> _What to produce_
Can you reproduce the data beneath, keeping every line exact?

> _Listing_
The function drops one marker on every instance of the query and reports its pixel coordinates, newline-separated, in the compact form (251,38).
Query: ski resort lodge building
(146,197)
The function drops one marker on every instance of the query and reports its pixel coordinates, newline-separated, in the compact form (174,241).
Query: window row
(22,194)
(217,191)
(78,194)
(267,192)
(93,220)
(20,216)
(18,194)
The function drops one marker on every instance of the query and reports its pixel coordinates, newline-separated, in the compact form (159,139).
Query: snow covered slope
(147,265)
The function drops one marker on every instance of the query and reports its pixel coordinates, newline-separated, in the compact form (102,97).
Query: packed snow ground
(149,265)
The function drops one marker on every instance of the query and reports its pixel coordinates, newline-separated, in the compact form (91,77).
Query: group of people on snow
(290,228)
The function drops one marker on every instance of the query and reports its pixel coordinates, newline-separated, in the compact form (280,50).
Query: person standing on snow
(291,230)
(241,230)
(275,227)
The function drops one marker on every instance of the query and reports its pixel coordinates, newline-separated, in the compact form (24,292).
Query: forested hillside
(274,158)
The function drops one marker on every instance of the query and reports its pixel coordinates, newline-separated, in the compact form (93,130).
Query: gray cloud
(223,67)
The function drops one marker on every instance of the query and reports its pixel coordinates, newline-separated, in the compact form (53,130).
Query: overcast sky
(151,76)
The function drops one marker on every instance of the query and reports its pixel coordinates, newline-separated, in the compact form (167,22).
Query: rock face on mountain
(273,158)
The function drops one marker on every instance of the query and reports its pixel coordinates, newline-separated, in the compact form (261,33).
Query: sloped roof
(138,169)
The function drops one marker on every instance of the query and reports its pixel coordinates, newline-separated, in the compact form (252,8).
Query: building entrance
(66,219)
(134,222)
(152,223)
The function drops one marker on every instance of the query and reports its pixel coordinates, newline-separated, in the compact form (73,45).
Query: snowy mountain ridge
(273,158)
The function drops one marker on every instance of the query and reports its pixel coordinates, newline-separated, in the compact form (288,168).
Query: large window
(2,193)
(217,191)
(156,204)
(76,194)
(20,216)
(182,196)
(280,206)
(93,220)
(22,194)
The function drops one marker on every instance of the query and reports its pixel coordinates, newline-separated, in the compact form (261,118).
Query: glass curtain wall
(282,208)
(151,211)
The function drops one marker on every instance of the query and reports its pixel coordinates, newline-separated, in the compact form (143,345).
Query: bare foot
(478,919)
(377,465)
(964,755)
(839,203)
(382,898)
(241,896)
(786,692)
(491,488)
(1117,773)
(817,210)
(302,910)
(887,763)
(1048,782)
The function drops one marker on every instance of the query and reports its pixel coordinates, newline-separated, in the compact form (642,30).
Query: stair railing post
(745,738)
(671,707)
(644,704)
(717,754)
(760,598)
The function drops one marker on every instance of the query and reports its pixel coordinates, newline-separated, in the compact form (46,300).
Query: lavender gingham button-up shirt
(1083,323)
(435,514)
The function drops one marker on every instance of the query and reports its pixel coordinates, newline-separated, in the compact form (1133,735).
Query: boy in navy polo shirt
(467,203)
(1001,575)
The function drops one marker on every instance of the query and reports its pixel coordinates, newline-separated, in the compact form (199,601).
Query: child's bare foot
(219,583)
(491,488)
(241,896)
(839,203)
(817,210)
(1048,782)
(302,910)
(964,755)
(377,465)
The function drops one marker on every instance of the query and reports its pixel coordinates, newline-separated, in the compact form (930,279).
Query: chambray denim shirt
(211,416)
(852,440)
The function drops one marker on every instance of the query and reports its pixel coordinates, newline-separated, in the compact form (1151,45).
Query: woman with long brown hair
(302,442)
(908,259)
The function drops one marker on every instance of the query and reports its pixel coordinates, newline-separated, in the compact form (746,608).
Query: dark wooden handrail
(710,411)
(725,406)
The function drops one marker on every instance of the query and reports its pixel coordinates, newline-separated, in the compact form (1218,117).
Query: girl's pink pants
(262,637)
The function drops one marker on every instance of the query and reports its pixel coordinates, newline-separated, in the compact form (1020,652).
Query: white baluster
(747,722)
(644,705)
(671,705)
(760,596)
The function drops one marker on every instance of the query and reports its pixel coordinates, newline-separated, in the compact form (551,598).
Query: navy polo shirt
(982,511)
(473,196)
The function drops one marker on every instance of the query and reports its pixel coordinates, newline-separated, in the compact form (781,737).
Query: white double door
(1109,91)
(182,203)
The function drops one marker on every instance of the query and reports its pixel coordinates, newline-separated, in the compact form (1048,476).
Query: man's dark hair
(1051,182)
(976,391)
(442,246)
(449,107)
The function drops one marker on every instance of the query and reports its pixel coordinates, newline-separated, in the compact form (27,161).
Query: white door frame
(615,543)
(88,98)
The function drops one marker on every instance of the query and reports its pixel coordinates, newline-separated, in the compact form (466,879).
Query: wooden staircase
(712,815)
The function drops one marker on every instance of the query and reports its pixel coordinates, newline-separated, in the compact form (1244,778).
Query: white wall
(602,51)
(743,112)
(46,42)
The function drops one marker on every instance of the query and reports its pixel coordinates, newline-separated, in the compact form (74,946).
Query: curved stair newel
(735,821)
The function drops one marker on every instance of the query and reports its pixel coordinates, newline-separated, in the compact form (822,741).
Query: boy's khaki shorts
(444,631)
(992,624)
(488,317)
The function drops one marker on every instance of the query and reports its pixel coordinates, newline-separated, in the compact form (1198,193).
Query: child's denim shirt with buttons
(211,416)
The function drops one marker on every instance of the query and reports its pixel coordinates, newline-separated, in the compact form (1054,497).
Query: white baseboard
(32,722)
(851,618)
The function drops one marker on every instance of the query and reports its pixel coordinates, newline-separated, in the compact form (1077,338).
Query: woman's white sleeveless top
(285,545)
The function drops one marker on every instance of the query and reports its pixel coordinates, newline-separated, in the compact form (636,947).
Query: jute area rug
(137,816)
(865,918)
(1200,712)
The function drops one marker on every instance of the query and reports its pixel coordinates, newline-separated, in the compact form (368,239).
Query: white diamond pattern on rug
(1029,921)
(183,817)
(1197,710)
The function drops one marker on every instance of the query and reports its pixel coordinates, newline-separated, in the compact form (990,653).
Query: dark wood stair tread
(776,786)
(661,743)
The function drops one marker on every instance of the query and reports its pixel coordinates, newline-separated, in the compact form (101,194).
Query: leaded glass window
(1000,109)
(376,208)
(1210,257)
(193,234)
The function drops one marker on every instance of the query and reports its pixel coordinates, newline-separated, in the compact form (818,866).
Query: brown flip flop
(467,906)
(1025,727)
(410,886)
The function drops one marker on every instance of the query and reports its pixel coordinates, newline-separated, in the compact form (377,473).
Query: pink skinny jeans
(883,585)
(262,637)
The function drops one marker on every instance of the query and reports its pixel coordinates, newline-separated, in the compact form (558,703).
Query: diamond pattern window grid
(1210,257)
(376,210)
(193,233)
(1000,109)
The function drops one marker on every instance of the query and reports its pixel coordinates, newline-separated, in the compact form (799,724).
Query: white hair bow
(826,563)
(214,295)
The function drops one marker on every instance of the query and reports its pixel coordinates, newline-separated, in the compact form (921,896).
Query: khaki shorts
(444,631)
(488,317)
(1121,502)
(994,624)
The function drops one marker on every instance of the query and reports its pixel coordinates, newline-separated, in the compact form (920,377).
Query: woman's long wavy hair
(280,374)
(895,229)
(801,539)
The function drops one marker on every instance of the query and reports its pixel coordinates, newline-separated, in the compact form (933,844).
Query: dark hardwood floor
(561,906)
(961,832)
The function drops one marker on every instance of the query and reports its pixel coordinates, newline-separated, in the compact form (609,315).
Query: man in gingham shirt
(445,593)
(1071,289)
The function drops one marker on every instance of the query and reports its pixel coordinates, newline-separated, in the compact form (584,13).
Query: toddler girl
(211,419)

> _Answer to this problem_
The function drops one marker on every instance of the query and reports its pixel coordinates, newline-separated, in the compact form (251,38).
Query: ski resort lodge building
(146,197)
The function drops one marker on every instance of the query and reports its pixel coordinates, newline-separated, in the compact form (174,241).
Query: window row
(22,194)
(217,191)
(78,194)
(267,192)
(93,220)
(20,216)
(18,194)
The function drops one marker on every instance of the query and reports its pixel coordinates, newline-separated, in the compact form (159,139).
Query: snow covered slope
(147,265)
The function drops one marker on every instance of the query and reports its pixel coordinates, newline-separated, in the compact form (102,97).
Query: packed snow ground
(149,265)
The function drops one marker on every instance of the query and reports its pixel coordinates, newline-separated, in the compact form (91,77).
Query: group of people on snow
(290,228)
The function drops one marker on every instance of the query and reports its pixel coordinates, newline-separated, in the compact form (280,50).
Query: person standing on snow
(291,230)
(241,230)
(275,227)
The function drops one marker on every instance of the query and reports its pixel coordinates, newline-separated, in the compact form (24,292).
Query: forested hillside
(274,158)
The function drops one marker on every instance of the query and reports its pixel coordinates, newline-separated, in the compact form (93,130).
Query: gray cloud
(223,67)
The function drops one marker on every instance of the query and reports its pixel coordinates, newline-separated, in the compact form (53,130).
Query: overcast sky
(151,76)
The function drops one marker on every instance of the query and reports its pixel coordinates, newline-separated, in the compact form (167,22).
Query: rock face on mountain
(273,158)
The function drops one marker on every instance of the query and reports its pixel coordinates, newline-separated, in the compact form (261,33).
Query: sloped roof
(138,169)
The function drops one marker on every instance of the query and reports its pixel coordinates, newline-separated, in the compact form (252,8).
Query: building entrance
(66,219)
(134,222)
(152,223)
The function drops one marker on every instance of the query and reports its pixel coordinates, newline-separated, in the compact form (73,45).
Query: snowy mountain ridge
(273,158)
The function drops one marker on every instance of the query and reports its pixel coordinates, newline-separated, in the compact form (288,168).
Query: large window
(2,193)
(217,191)
(156,204)
(76,194)
(20,216)
(182,196)
(280,206)
(93,220)
(22,194)
The function drops one marker on every instance of the query and reports its pixel coordinates, newline-separated, in the compact form (261,118).
Query: glass curtain wall
(282,208)
(151,211)
The function drops one marker on every instance of the query and reports its pixel coordinates, newline-separated, in the compact form (143,345).
Query: bare foot
(478,919)
(377,465)
(964,755)
(839,203)
(382,898)
(241,896)
(786,692)
(491,488)
(1117,773)
(817,210)
(302,910)
(887,763)
(1048,782)
The function drops one marker on every instance of the query and reports its pixel coordinates, newline-separated, in the compact form (642,30).
Query: stair railing post
(745,738)
(671,707)
(644,704)
(717,754)
(760,598)
The function drops one marker on every instance of the query and reports its pixel coordinates, newline-separated, in the compact form (46,300).
Query: lavender gingham button-up shirt
(1083,323)
(435,514)
The function drops one marker on every instance of the query and reports its pixel coordinates, newline-separated, in the compact form (1133,735).
Query: boy in navy polo shirt
(467,203)
(1001,575)
The function drops one marker on every instance of the query and reports its pixel coordinates, newline-separated, in the compact form (199,601).
Query: child's bare foot
(219,583)
(491,488)
(241,896)
(839,203)
(817,210)
(1048,782)
(302,910)
(964,755)
(377,465)
The function drops one marker on every instance of the query and reports its pixel coordinates, newline-separated, in the compact form (930,279).
Query: chambray denim shirt
(211,416)
(852,440)
The function drops one marker on every instance of the query and reports its pixel coordinates, newline-separated, in the compact form (1151,45).
Query: woman with long brown hair
(302,442)
(908,259)
The function drops one marker on every instance of the query and reports its pixel coordinates, newline-separated, in the compact form (746,608).
Query: dark wooden handrail
(710,411)
(725,406)
The function drops one marker on every instance of the query and reports its pixel coordinates, newline-separated, in the compact form (1218,117).
Query: girl's pink pants
(262,637)
The function drops one marker on every instance of the query and reports its pixel coordinates, newline-separated, in the compact form (1020,652).
Query: white baluster
(747,722)
(644,705)
(671,705)
(760,596)
The function drops one marker on every instance of the query and reports its pixel coordinates, newline-separated, in the compact form (551,598).
Query: navy polo shirt
(982,511)
(473,196)
The function drops one marker on every instance of the query and reports its pixel coordinates, newline-separated, in the compact form (781,737).
Query: white double door
(1109,91)
(182,203)
The function drops one marker on every instance of the query and reports its pixel coordinates, newline-separated, in the compact form (1048,476).
Query: man's dark hair
(1051,182)
(976,391)
(442,246)
(449,107)
The function drops one marker on every instance of the query and reports its pixel coordinates, newline-separated, in the compact form (27,161).
Query: white door frame
(615,543)
(88,98)
The function drops one marker on every instance of the query and reports its pixel coordinates, newline-separated, in the compact form (466,879).
Query: wooden staircase
(712,815)
The function drops one marker on every instance of the query and reports its pixel coordinates, newline-separated, in the compact form (1244,778).
Query: white wall
(602,51)
(743,112)
(46,42)
The function drops one marker on every instance of the query and reports its pixel coordinates, newline-separated, in the compact form (74,946).
Query: curved stair newel
(735,821)
The function drops one marker on every instance of the query and reports its pixel coordinates, newline-separated, in the compact form (822,741).
Query: boy's khaki shorts
(444,631)
(992,624)
(488,317)
The function drops one marker on every instance of the query and reports its pixel coordinates, newline-separated, in the compact form (1198,193).
Query: child's denim shirt with buttons
(211,416)
The function drops one marker on every instance of the query and reports its pixel coordinates, newline-separated, in the compact form (1054,497).
Query: white baseboard
(32,722)
(851,618)
The function drops one marker on every instance of the query and reports its pixel coordinates, newline-separated, in the compact form (1077,338).
Query: woman's white sleeveless top
(285,545)
The function drops one marker on every instance of the query and reports its pixel coordinates, newline-separated, in the compact form (636,947).
Query: jute area rug
(137,816)
(865,918)
(1200,712)
The function drops one marker on every instance of the query and reports its pixel coordinates, newline-separated, in the compact form (368,239).
Query: white diamond pattern on rug
(1029,921)
(183,817)
(1197,710)
The function drops one marker on every instance of the query and reports its pixel coordinates, newline-separated, in the compact form (990,653).
Query: dark wood stair tread
(776,786)
(661,743)
The function drops one marker on every instance of the query and reports its pixel coordinates, newline-separated, in the compact form (101,194).
Query: leaded glass window
(1000,109)
(376,208)
(1210,257)
(193,234)
The function drops one marker on every instance of the query and reports its pixel coordinates, newline-separated, in the compact form (818,866).
Query: brown flip flop
(467,906)
(1025,727)
(410,886)
The function drops one marker on every instance of the query and reports its pixel coordinates, newline-separated, in the compact form (377,473).
Query: pink skinny jeans
(883,585)
(262,637)
The function drops one marker on every instance of the query and reports its pixel coordinates, newline-separated, in the compact form (558,703).
Query: diamond pattern window grid
(1210,257)
(376,210)
(193,233)
(1000,109)
The function drops one marker on every instance of the query and reports its pixel coordinates, newline-separated, in the compact form (799,724).
Query: white hair bow
(826,563)
(214,295)
The function drops one marker on every instance of the query and reports its pixel coordinates, newline-separated, in the compact form (921,896).
Query: khaki shorts
(444,631)
(488,317)
(1121,502)
(994,624)
The function drops one marker on every instance of the query and reports its pixel coordinates, newline-separated, in the compact form (920,377).
Query: woman's long wavy hair
(280,374)
(895,229)
(801,539)
The function drops one marker on every instance of the query and reports its pixel coordinates, newline-separated, in the compact form (933,844).
Query: dark hardwood floor
(561,906)
(961,832)
The function drops one marker on every instance of the query and reports its pixel coordinates, newline-separated, in the compact form (609,315).
Query: man in gingham shirt
(445,593)
(1071,289)
The function drops one marker on every instance of the query and reports its pixel coordinates, newline-separated, in the compact form (584,13).
Query: toddler girl
(211,419)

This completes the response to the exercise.